── Supplied material ──

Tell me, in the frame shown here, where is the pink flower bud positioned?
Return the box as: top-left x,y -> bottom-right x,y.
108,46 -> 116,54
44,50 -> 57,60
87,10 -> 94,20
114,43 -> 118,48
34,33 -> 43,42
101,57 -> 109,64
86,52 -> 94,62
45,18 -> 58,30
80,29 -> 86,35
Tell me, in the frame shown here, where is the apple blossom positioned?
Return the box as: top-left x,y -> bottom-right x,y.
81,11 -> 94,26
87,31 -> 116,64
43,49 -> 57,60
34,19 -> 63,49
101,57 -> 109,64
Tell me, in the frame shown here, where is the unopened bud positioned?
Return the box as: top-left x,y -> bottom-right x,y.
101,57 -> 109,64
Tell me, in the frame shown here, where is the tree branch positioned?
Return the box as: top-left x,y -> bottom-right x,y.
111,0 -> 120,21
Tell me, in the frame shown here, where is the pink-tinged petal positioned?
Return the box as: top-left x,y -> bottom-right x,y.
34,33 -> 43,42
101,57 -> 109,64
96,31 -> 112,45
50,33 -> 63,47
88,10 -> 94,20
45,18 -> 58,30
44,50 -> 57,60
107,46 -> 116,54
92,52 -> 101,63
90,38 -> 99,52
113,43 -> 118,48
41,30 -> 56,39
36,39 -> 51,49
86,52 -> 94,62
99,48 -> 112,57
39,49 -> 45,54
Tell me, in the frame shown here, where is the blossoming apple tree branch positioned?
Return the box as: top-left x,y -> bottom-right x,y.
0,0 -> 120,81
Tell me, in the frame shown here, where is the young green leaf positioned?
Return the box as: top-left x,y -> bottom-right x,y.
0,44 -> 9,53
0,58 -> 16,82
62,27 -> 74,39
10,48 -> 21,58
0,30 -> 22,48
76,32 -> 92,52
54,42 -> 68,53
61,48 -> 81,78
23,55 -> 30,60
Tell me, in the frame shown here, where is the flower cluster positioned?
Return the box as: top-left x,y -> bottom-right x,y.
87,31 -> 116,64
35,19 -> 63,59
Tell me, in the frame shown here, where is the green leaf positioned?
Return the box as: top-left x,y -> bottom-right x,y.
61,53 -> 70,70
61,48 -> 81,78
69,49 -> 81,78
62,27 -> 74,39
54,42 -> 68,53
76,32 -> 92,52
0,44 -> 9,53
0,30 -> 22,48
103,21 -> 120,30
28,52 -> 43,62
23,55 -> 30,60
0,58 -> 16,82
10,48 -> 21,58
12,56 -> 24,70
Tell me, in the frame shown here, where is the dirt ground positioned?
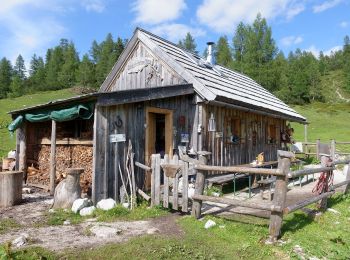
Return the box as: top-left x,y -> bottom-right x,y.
0,189 -> 182,251
0,169 -> 345,251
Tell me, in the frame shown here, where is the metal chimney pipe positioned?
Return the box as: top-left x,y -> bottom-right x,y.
207,42 -> 214,65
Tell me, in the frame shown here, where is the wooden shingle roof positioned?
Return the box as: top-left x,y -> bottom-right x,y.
101,28 -> 306,123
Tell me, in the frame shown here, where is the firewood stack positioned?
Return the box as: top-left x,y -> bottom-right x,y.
27,145 -> 92,192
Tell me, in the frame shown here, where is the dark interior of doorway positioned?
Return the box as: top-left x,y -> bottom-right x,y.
155,114 -> 165,158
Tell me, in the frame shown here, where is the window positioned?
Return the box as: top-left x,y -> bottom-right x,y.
266,125 -> 277,144
225,117 -> 241,144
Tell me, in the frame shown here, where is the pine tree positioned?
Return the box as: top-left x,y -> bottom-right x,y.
215,36 -> 232,67
96,33 -> 115,86
28,54 -> 46,91
90,40 -> 101,64
58,42 -> 79,88
7,75 -> 24,98
77,54 -> 96,87
233,22 -> 248,73
13,54 -> 26,81
178,32 -> 198,54
45,46 -> 63,89
0,58 -> 12,98
343,36 -> 350,91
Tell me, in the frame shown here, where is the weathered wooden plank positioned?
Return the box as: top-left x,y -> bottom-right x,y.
269,151 -> 290,243
172,154 -> 180,210
344,162 -> 350,194
50,120 -> 56,195
154,154 -> 160,205
163,154 -> 169,208
192,194 -> 282,212
288,167 -> 335,178
181,161 -> 188,212
192,156 -> 207,219
283,191 -> 335,214
194,164 -> 284,176
135,162 -> 152,171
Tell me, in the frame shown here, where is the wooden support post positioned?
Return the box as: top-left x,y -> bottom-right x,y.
318,155 -> 330,210
50,120 -> 56,195
344,163 -> 350,194
269,151 -> 294,243
331,139 -> 335,161
17,123 -> 27,179
303,124 -> 307,142
316,139 -> 321,160
192,155 -> 207,219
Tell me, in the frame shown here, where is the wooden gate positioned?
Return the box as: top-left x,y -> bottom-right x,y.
151,154 -> 189,212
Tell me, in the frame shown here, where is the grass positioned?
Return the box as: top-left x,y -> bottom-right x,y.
0,89 -> 76,157
0,218 -> 21,235
45,203 -> 169,225
291,103 -> 350,142
6,194 -> 350,259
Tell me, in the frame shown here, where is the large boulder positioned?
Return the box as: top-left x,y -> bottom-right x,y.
72,198 -> 92,213
96,198 -> 117,210
79,206 -> 96,217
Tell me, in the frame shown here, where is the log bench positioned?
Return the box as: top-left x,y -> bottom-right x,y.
258,176 -> 276,201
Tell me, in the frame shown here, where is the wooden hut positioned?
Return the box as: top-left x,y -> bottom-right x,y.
8,28 -> 306,201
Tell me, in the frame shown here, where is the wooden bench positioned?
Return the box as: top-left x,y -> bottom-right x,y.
258,176 -> 276,200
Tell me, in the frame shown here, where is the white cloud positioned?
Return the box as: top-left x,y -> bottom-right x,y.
81,0 -> 106,13
150,23 -> 206,42
305,45 -> 342,58
280,35 -> 304,46
339,21 -> 349,28
323,45 -> 343,56
132,0 -> 186,24
312,0 -> 342,13
197,0 -> 305,33
286,3 -> 305,20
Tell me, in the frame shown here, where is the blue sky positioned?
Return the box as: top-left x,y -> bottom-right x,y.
0,0 -> 350,67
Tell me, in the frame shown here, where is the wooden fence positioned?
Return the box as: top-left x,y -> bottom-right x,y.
302,139 -> 350,159
135,154 -> 189,212
192,151 -> 350,243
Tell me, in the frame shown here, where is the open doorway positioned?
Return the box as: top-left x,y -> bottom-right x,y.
145,107 -> 173,188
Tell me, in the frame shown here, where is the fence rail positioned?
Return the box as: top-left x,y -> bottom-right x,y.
192,151 -> 350,243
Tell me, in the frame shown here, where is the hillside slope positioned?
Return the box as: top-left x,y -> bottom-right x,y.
0,89 -> 76,157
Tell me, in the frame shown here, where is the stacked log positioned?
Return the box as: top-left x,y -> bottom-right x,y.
27,145 -> 92,192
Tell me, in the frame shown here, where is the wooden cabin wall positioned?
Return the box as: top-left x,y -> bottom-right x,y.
93,95 -> 196,201
107,42 -> 185,91
202,105 -> 286,166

───

Stated task:
Write out all of the items above again, swapping "frame shown here" for "image" and keeping everything else the same. Leave the pictures out of your answer.

Final result:
Tell me, in the image, where is the pink flower bud positioned?
Return the box as: top-left x,y -> bottom-right x,y.
108,46 -> 116,54
44,50 -> 57,60
87,10 -> 94,20
114,43 -> 118,48
34,33 -> 43,42
101,57 -> 109,64
86,52 -> 94,62
45,18 -> 58,30
80,29 -> 86,35
Tell me, in the image, where is the apple blossom positioned?
Return the box as: top-left x,y -> bottom-right x,y.
81,11 -> 94,26
87,31 -> 116,64
43,49 -> 57,60
34,19 -> 63,49
101,57 -> 109,64
Tell me, in the image, where is the unopened bud positioned?
Return the box as: top-left x,y -> bottom-right x,y.
101,57 -> 109,64
Tell me, in the image, where is the tree branch positioned?
Return the box as: top-left x,y -> bottom-right x,y.
111,0 -> 120,21
Tell me, in the image, where is the pink-tinged petal positioned?
Return the box as: top-left x,y -> bottom-right x,y.
34,33 -> 43,42
101,57 -> 109,64
96,31 -> 112,45
50,33 -> 63,47
88,10 -> 94,20
45,18 -> 58,30
44,50 -> 57,60
107,46 -> 116,54
92,52 -> 101,63
90,38 -> 99,52
113,43 -> 118,48
41,30 -> 56,39
36,39 -> 51,49
86,52 -> 94,62
99,48 -> 112,57
39,49 -> 45,54
Tell me, in the image, where is the blossoming apple tree branch positioned?
Return the box as: top-left x,y -> bottom-right x,y.
0,0 -> 120,81
Tell me, in the image, where is the young green leaf positioned?
Return the box as: top-left x,y -> bottom-right x,y.
0,44 -> 9,53
0,58 -> 16,82
62,27 -> 74,39
10,48 -> 21,58
0,30 -> 22,48
76,32 -> 92,52
54,42 -> 68,53
61,48 -> 81,78
23,55 -> 30,60
Tell me, in the image, where is the flower cluster positioned?
Return the box as: top-left x,y -> bottom-right x,y.
87,31 -> 116,64
35,19 -> 63,59
Tell me, in the image, where is the green leaf positioned?
Return the box as: top-left x,y -> bottom-right x,y.
61,53 -> 70,70
61,48 -> 81,78
69,49 -> 81,78
62,27 -> 74,39
54,42 -> 68,53
76,32 -> 92,52
0,44 -> 9,53
0,30 -> 22,48
103,21 -> 120,30
28,52 -> 43,62
23,55 -> 30,60
0,58 -> 16,82
10,48 -> 21,58
12,56 -> 24,70
Tell me, in the image, where is the dirt ground positioned?
Return the box as: top-left x,y -> bottom-right x,y.
0,189 -> 182,251
0,169 -> 345,251
Tell me, in the image, where is the metal chimney pipe positioned?
Return the box as: top-left x,y -> bottom-right x,y.
207,42 -> 214,65
Tell me, in the image, where is the wooden shingle roof positioned?
Return the box as: top-left x,y -> bottom-right x,y.
101,28 -> 306,123
Tell me, in the image, where is the firewood stack positioned?
Return the box as: top-left x,y -> bottom-right x,y.
27,145 -> 92,192
Tell me, in the image, where is the dark interior of doorway positioned?
Return the box as: top-left x,y -> bottom-right x,y.
155,114 -> 165,158
Tell me, in the image, where is the window positioned?
Return the box as: top-left x,y -> bottom-right x,y.
266,125 -> 277,144
225,117 -> 241,144
Tell me, in the image, where is the pine tree positioned?
Return the box as: top-left x,y -> bottom-right x,y.
215,36 -> 232,67
96,33 -> 115,86
28,54 -> 46,91
90,40 -> 101,64
58,42 -> 79,88
7,75 -> 24,98
77,54 -> 96,87
233,22 -> 248,73
13,54 -> 26,81
178,32 -> 198,54
45,46 -> 63,89
0,58 -> 12,98
343,36 -> 350,91
Tell me, in the image, where is the weathered wooden plank positioned?
Return the box as: top-left x,y -> bottom-right x,y.
269,151 -> 290,243
172,154 -> 180,210
344,162 -> 350,194
50,120 -> 56,195
154,154 -> 160,205
163,154 -> 169,208
192,194 -> 282,212
288,167 -> 335,178
181,161 -> 188,212
192,156 -> 207,219
283,191 -> 335,214
194,164 -> 284,176
135,162 -> 152,171
Tell me, in the image, where is the wooden support post positioned?
Return the box as: top-left x,y -> bottom-right x,y.
318,155 -> 330,210
50,120 -> 56,195
344,163 -> 350,194
269,151 -> 294,243
331,139 -> 335,161
17,123 -> 27,179
303,124 -> 307,142
316,139 -> 321,160
192,155 -> 207,219
Tell me, in the image, where is the wooden gate positioned?
Return the box as: top-left x,y -> bottom-right x,y.
151,154 -> 189,212
Tell me, in the image, where is the grass positioned?
Return the box as: top-left x,y -> bottom-right x,y.
0,89 -> 76,157
0,218 -> 21,235
45,203 -> 169,225
291,103 -> 350,142
6,194 -> 350,259
Tell me, in the image, where is the large boulder positioned?
Return the box as: top-left x,y -> bottom-right x,y.
72,198 -> 92,213
96,198 -> 117,210
79,206 -> 96,217
Tell me, in the image, where is the log bench positioned?
Return the box as: top-left x,y -> bottom-right x,y.
258,176 -> 276,201
Tell me, in the image, where is the wooden hut positioned?
Return the box as: top-left x,y -> bottom-right x,y.
8,28 -> 306,201
Tell me, in the image, where is the wooden bench positioned?
Return the box as: top-left x,y -> bottom-right x,y.
258,176 -> 276,200
Tell me, in the image, where is the white cloud positioned?
Return the box as: top-left x,y -> bottom-right x,y.
81,0 -> 106,13
150,23 -> 206,42
305,45 -> 342,58
280,35 -> 304,46
339,21 -> 349,28
323,45 -> 343,56
132,0 -> 186,24
312,0 -> 342,13
197,0 -> 305,33
286,3 -> 305,20
Tell me, in the image, where is the blue sky positioned?
Return the box as: top-left x,y -> bottom-right x,y.
0,0 -> 350,67
Tell me, in the image, where is the wooden fence positioned?
Return the box as: top-left x,y -> bottom-right x,y.
302,139 -> 350,159
135,154 -> 189,212
192,151 -> 350,243
Tell me, in the image, where is the open doorway positioned?
Return the box as: top-left x,y -> bottom-right x,y.
145,107 -> 173,188
Tell me, in the image, where is the fence rail positioned?
Return the box as: top-left x,y -> bottom-right x,y.
192,151 -> 350,243
Tell me, in the image, where is the hillside slope positioned?
Return the box as: top-left x,y -> bottom-right x,y.
0,89 -> 76,157
Tell me, in the image, where is the stacked log positioned?
Return the box as: top-left x,y -> bottom-right x,y.
27,145 -> 92,192
Tell me, in the image, where is the wooden cabin wall positioned?
Return the box as: top-left x,y -> bottom-right x,y.
93,95 -> 196,201
107,42 -> 185,91
202,105 -> 286,166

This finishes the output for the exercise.